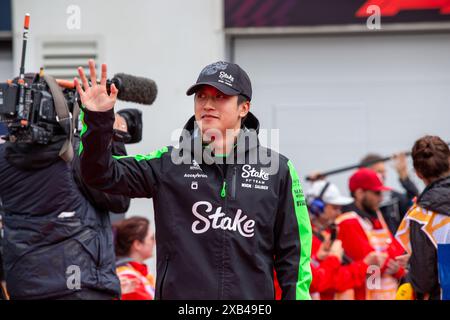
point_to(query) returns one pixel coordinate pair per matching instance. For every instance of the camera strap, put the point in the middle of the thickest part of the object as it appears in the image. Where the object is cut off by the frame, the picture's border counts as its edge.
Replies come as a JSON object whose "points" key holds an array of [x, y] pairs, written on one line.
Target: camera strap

--

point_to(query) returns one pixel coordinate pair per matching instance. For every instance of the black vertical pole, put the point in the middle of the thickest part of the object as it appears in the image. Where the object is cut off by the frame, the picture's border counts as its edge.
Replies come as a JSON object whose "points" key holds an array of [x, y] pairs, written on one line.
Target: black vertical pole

• Exercise brief
Repeat the entries above verbatim, but only from the line that has "of the black" down to the line that has "Target: black vertical pole", inclusive.

• Solution to the problem
point_to(query) returns one pixel coordinate pair per matching instance. For every instance of the black vertical pole, put the point in the middle of the thickest part of the object as it appears in the image. Where the object is cut off by the frame, the picture's border counts as its edge.
Replies come as a JSON object whose "points" key holds an array of [x, y] pairs, written on one line.
Target: black vertical pole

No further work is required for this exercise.